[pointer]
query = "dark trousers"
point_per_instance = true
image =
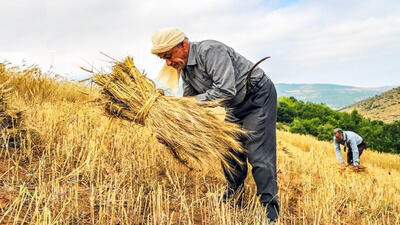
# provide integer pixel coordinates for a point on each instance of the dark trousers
(257, 114)
(360, 147)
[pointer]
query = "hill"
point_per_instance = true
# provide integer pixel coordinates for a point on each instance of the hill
(335, 96)
(384, 107)
(85, 168)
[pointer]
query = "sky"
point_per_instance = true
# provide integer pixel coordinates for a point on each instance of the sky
(352, 42)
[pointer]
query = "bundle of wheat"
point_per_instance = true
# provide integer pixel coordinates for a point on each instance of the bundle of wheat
(189, 128)
(10, 120)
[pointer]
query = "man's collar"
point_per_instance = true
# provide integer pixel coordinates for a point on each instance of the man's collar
(192, 54)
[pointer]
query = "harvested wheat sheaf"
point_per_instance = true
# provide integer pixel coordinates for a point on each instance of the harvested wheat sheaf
(190, 129)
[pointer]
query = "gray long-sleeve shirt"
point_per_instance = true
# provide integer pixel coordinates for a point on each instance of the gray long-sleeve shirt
(352, 140)
(215, 71)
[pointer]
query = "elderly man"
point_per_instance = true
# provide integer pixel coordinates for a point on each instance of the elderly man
(210, 71)
(352, 141)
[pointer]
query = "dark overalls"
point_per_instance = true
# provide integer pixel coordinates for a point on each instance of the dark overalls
(215, 71)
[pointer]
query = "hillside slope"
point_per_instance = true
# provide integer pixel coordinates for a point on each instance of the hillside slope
(335, 96)
(384, 107)
(90, 169)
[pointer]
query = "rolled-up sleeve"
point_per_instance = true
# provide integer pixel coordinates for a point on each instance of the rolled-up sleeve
(337, 150)
(219, 66)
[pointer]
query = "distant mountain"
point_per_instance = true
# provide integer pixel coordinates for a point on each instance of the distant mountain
(335, 96)
(384, 107)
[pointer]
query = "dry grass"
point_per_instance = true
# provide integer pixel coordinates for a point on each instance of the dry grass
(189, 128)
(77, 176)
(384, 107)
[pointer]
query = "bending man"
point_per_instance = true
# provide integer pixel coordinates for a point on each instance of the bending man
(352, 141)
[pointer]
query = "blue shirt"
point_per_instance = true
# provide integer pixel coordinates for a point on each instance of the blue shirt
(352, 140)
(216, 71)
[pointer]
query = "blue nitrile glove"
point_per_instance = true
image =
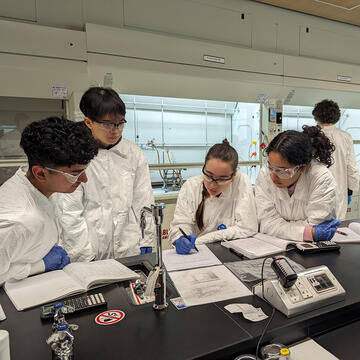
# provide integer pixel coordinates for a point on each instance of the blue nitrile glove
(56, 259)
(326, 230)
(183, 245)
(146, 250)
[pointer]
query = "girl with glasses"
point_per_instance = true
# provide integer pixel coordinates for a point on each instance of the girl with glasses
(217, 205)
(295, 193)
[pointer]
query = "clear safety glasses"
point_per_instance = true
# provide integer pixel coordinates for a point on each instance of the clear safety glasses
(221, 181)
(283, 173)
(107, 125)
(71, 178)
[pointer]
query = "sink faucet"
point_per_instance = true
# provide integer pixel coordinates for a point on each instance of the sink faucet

++++++

Description of the task.
Leave the pictures out and write out every entry exactly as given.

The result.
[pointer]
query = "dark trousers"
point_per_instance = true
image =
# provide integer pixel coordinates for a point on each instance of the dark trousers
(257, 114)
(360, 147)
[pointer]
query = "hill"
point_per_instance = true
# provide integer pixel coordinates for a point on each instance of the hill
(335, 96)
(384, 107)
(85, 168)
[pointer]
query = "sky"
point_per_instance = true
# provide integer pixel coordinates for a point on each instance of the sky
(352, 42)
[pointer]
query = "bundle of wheat"
point_per_instance = true
# provide integer pixel coordinates for a point on each instance of the bundle of wheat
(189, 128)
(10, 120)
[pointer]
query = "man's collar"
point_per_instance = true
# provide integer pixel coordinates for a point on each instance of the man's collar
(192, 54)
[pointer]
query = "harvested wheat sheaf"
point_per_instance = true
# provide integer pixel coordinates for a point on each instance of the harvested wheat sheaf
(190, 129)
[pointer]
query = "gray long-sleeve shirt"
point_per_instance = true
# provide integer pixel coordinates for a point on each instance of the gray long-sleeve shirt
(352, 140)
(215, 71)
[pointer]
query = "elderly man"
point_per_instance = true
# provide integer pixel coordinates for a point on each instance of the elderly man
(210, 71)
(352, 141)
[pointer]
query = "dark overalls"
point_per_instance = true
# provide integer pixel coordinates for a point on each instance of the dark overalls
(215, 71)
[pointer]
query = "hillside slope"
point_per_instance = true
# provide integer pixel coordinates for a point on each instance of the hillside slope
(335, 96)
(384, 107)
(90, 169)
[pointer]
query = "rolled-up sleeve"
point_per_instance = true
# provide integer pixel coordinates for a point on each instance of the rolled-up sleeve
(337, 150)
(219, 66)
[pointer]
query = "distant mountain"
point_per_instance = true
# provide integer pixel coordinates for a point on each instance of the distant mountain
(335, 96)
(384, 107)
[pointer]
query = "dry grass"
point_per_instance = true
# provide integer pixel coordinates for a point on each instance of the dry grass
(189, 128)
(77, 176)
(384, 107)
[pointer]
query = "bending man"
point_per_instance = true
# provide integer pixel coordinates for a point on each instance of the bending man
(352, 141)
[pointer]
query = "blue shirt"
point_per_instance = true
# provide integer pixel coordinates for a point on each instance of the blue shirt
(352, 140)
(216, 71)
[pointer]
query = "blue nitrile glove"
point_per_instance = true
image =
# provide integer pixel coordinates for a point on each instance of the blue nitrile glove
(56, 259)
(326, 230)
(183, 245)
(146, 250)
[pointer]
query = "girl with glasses"
point_per_instance = true
# provide integer pixel coordinates for a point on each instance of the girl with glasses
(217, 205)
(295, 193)
[pointer]
query = "clear safety glasses"
point_per_instance = true
# provide integer pixel coordinates for a point on each instance of the clear safety glasses
(221, 181)
(283, 173)
(107, 125)
(71, 178)
[pointer]
query = "sink faucet"
point_per_instance = true
# provide integer pixel coordinates for a point on each instance of the sink faucet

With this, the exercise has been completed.